SET EXERCISE =>
Copy the records below word for word, from the line with "Isolate the license plate in this image." to the line with "[453,676,527,844]", both included.

** START **

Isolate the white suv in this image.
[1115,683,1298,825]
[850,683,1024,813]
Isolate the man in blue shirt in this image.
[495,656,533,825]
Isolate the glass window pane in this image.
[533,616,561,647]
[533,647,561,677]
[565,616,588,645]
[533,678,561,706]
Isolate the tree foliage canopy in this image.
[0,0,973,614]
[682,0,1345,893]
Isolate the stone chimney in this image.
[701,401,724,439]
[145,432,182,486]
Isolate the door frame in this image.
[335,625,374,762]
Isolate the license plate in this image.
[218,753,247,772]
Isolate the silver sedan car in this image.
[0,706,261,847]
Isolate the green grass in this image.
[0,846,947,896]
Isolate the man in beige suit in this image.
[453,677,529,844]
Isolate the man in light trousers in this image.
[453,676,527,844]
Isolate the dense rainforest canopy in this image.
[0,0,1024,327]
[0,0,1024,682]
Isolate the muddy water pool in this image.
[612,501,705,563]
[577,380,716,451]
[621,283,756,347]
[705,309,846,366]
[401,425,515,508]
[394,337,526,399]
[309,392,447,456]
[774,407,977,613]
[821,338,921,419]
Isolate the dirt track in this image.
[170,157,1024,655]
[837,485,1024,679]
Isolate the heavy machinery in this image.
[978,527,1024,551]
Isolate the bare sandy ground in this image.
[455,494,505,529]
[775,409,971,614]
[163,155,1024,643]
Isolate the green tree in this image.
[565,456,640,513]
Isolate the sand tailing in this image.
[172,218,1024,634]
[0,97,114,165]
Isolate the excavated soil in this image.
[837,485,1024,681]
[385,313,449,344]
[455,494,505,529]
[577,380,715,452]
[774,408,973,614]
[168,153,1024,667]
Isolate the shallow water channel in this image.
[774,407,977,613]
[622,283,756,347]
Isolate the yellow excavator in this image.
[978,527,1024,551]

** END **

FULL ANSWER =>
Isolate the license plate in this image.
[218,753,247,772]
Isolate the silver sedan car in this image.
[0,706,261,847]
Isolate the green grass in this image.
[0,846,947,896]
Isolate the man in beige suit in this image.
[453,677,529,844]
Isolate the man in light trousers in this image.
[453,676,527,844]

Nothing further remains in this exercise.